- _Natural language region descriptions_
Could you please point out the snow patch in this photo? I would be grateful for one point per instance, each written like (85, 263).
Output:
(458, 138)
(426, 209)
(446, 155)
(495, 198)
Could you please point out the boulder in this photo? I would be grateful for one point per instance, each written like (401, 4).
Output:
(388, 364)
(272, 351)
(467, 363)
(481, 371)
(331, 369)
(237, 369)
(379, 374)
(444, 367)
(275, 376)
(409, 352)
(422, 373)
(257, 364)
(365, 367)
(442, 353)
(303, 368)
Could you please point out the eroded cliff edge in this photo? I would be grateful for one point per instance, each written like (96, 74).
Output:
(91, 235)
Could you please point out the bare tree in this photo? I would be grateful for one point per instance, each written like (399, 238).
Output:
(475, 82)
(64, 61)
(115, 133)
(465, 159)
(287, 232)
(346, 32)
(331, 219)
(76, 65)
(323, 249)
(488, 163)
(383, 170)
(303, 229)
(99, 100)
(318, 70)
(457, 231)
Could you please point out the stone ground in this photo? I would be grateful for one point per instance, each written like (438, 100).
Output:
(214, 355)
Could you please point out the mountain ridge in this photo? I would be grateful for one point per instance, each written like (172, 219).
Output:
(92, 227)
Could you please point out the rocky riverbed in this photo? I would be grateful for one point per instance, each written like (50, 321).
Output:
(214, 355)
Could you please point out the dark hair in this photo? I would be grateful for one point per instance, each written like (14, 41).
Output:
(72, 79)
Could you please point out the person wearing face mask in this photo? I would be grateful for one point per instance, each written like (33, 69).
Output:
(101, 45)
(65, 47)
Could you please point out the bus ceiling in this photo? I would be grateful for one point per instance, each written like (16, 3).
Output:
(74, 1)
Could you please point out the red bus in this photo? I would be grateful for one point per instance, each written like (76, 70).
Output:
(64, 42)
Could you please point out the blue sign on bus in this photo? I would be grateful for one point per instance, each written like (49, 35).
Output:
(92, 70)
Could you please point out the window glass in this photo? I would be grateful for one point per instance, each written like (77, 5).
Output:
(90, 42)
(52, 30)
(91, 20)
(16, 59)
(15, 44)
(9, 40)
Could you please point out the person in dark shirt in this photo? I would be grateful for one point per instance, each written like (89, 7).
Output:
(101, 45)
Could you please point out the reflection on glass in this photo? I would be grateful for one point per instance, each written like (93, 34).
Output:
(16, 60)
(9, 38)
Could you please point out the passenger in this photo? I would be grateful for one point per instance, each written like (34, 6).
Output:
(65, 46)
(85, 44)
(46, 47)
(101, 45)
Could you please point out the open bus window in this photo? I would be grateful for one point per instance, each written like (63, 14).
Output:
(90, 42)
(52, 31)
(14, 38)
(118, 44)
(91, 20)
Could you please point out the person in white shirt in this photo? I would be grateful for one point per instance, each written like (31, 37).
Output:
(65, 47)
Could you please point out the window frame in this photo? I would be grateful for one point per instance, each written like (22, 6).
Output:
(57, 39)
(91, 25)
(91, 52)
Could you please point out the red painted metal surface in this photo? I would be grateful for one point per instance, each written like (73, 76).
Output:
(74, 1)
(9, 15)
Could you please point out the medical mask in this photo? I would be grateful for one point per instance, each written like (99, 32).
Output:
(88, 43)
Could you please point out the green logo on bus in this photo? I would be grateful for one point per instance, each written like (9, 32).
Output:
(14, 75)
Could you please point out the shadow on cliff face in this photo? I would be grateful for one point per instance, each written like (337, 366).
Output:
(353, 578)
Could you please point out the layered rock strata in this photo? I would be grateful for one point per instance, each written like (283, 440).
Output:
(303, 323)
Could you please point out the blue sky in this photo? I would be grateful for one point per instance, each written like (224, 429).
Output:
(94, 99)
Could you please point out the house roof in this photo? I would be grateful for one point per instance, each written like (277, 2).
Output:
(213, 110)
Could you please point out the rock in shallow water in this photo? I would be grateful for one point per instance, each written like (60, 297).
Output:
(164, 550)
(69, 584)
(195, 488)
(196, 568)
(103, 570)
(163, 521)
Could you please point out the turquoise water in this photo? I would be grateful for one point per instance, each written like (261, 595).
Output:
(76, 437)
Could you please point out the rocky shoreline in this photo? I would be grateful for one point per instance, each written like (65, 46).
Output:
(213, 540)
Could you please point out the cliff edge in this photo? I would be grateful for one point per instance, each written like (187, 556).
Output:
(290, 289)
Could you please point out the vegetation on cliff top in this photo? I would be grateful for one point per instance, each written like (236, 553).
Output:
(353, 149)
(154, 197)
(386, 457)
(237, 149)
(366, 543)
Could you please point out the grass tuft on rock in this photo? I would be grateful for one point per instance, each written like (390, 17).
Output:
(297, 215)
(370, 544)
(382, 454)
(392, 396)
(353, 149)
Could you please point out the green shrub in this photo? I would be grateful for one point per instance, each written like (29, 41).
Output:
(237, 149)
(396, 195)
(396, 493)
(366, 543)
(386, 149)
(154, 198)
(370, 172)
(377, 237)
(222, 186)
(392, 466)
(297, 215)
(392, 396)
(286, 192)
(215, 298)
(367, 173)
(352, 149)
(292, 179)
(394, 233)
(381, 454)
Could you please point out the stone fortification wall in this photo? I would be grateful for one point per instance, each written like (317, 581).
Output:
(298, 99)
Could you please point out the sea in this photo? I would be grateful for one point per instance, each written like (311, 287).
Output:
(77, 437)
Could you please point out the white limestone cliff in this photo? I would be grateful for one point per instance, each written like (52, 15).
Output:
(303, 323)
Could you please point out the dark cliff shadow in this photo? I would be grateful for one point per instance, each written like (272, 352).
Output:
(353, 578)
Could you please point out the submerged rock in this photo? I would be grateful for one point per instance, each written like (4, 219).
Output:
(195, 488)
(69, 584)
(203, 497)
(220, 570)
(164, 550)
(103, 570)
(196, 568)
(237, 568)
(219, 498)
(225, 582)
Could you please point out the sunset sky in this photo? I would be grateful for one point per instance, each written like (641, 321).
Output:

- _About this exercise_
Go through the data above and repeat all of it exactly.

- _Answer box_
Could you please point out the snow patch in this photo? I would be grateful for one point per instance, each written like (85, 263).
Output:
(458, 138)
(426, 209)
(446, 155)
(495, 198)
Could you please point out the boulder in this photo? I would be grateful for one point per instance, each written like (401, 4).
Output:
(388, 364)
(272, 351)
(467, 363)
(481, 371)
(331, 369)
(237, 369)
(379, 374)
(444, 367)
(275, 376)
(409, 352)
(422, 373)
(257, 364)
(365, 367)
(442, 353)
(303, 368)
Could you please point out the eroded cliff edge in this photo? I would be grateful for one point per instance, each written like (96, 74).
Output:
(91, 235)
Could you please point out the bare tree in this photo? I would be grateful for one point per instance, each written like (399, 238).
Output:
(475, 82)
(64, 61)
(115, 133)
(465, 159)
(287, 232)
(346, 32)
(331, 219)
(76, 65)
(323, 249)
(488, 163)
(383, 170)
(303, 229)
(99, 100)
(318, 70)
(457, 231)
Could you please point out the stone ground in this photo? I would be grateful for one point per instance, each written like (438, 100).
Output:
(214, 355)
Could you please point out the mountain ridge in this photo? I would be grateful for one point per instance, each written like (172, 219).
Output:
(92, 227)
Could you please point out the rocky riverbed in this photo? I would be grateful for one point per instance, each written like (50, 321).
Output:
(214, 355)
Could you please point out the dark hair in this photo? I would be grateful for one point per instance, each written like (14, 41).
Output:
(72, 79)
Could you please point out the person wearing face mask in this photo? I would be grateful for one point per instance, each written like (33, 69).
Output:
(101, 45)
(65, 47)
Could you please point out the bus ceiling in this photo? I would be grateful for one point per instance, each written like (16, 3).
Output:
(74, 1)
Could you please point out the red bus in this photo? I would be grateful for one point per instance, each written like (76, 70).
Output:
(64, 42)
Could you please point out the blue sign on bus in this photo? I would be grateful for one point per instance, each written like (49, 35).
Output:
(92, 70)
Could you please point out the window glass in this photo? I would be grateful for one point per instance, each written like (77, 5).
Output:
(90, 42)
(52, 30)
(91, 20)
(16, 59)
(15, 44)
(9, 40)
Could you please point out the person in dark shirt in this photo? I would be grateful for one point per instance, each written like (89, 7).
Output:
(101, 45)
Could you please point out the reflection on glass in this photo? I would be grateful for one point per instance, each written like (93, 34).
Output:
(16, 60)
(9, 38)
Could you please point out the passenger in this photo? I would be grateful for one point per instance, each written like (34, 6).
Output:
(65, 46)
(85, 44)
(46, 47)
(101, 45)
Could you please point out the open bus window in this photo? I would be grateful for one point per instance, each written like (63, 14).
Output:
(90, 42)
(52, 31)
(14, 38)
(118, 44)
(91, 20)
Could you please point out the person in white shirt in this photo? I would be grateful for one point per instance, each written like (31, 37).
Output:
(65, 47)
Could you please point out the window frame in this photo? I would be grateful for one point per instance, each written like (22, 6).
Output:
(57, 39)
(91, 25)
(91, 52)
Could you please point out the red painted metal surface in this photo? I would be grateful for one point per instance, each written like (73, 76).
Output:
(74, 1)
(9, 15)
Could you please point out the medical mask in this photo? I would be grateful for one point per instance, each written like (99, 32).
Output:
(88, 43)
Could you please point out the green logo on bus in this photo? I would be grateful for one point per instance, each written like (9, 32).
Output:
(14, 75)
Could you please point out the shadow on cliff face in this photo? I would be grateful for one point per instance, each written like (337, 366).
Output:
(353, 578)
Could you please point out the layered rock strata in this photo? I would be grateful for one point per instance, each written like (283, 440).
Output:
(303, 323)
Could you please point out the blue sky in this photo? I would be grateful for one point per instance, each written like (224, 429).
Output:
(94, 99)
Could you please point out the house roof in this photo? I would be grateful for one point per instance, each written like (277, 2).
Output:
(213, 110)
Could you please point out the rock in shallow water in this photo? I would be grateful for one point per instance, each written like (60, 297).
Output:
(164, 550)
(69, 584)
(195, 488)
(196, 568)
(103, 570)
(163, 521)
Could you please point out the turquoise water in this photo? I would be grateful for one point per instance, each written like (261, 595).
Output:
(76, 437)
Could you please point out the rocky shoreline in this photo? I would be grateful for one point per instance, each written like (65, 46).
Output:
(213, 540)
Could you please point out the cliff edge in this photo? I would be grateful for one point per instance, each written like (187, 556).
Output:
(290, 289)
Could you please point out the vegetation on cliff top in this photo? I would be grateful for one point per instance, each written like (236, 553).
Output:
(353, 149)
(154, 197)
(386, 457)
(237, 149)
(366, 543)
Could you please point out the grass tuft on rock in this photo? I would be grateful for one point per instance, each written like (390, 17).
Output:
(297, 215)
(370, 544)
(382, 454)
(392, 396)
(353, 149)
Could you please point out the green shrub in this photo? I would be grateful for one point per instance, each written like (29, 41).
Output:
(237, 149)
(396, 195)
(396, 493)
(366, 543)
(386, 149)
(154, 198)
(370, 172)
(377, 237)
(222, 186)
(392, 466)
(297, 215)
(392, 396)
(286, 192)
(215, 298)
(367, 173)
(352, 149)
(292, 179)
(394, 233)
(381, 454)
Could you please point out the stone fortification wall in this photo? I would be grateful for one point per instance, each written like (317, 581).
Output:
(298, 99)
Could you please point out the sea in this photo? I would be grateful for one point per instance, each written like (311, 287).
Output:
(77, 437)
Could you please point out the white limestone cliff in this photo? I would be grateful for one point per instance, each written like (52, 15).
Output:
(303, 323)
Could you please point out the dark cliff shadow in this photo? I would be grateful for one point per instance, each written like (272, 352).
Output:
(353, 578)
Could you please point out the submerged rock in this photo? I would be grateful for one point per instance, each written like (4, 219).
Output:
(195, 488)
(69, 584)
(203, 497)
(220, 570)
(164, 550)
(103, 570)
(196, 568)
(237, 568)
(219, 498)
(225, 582)
Could you please point out the sunset sky in this photo? I would be grateful for one point per instance, each written like (641, 321).
Output:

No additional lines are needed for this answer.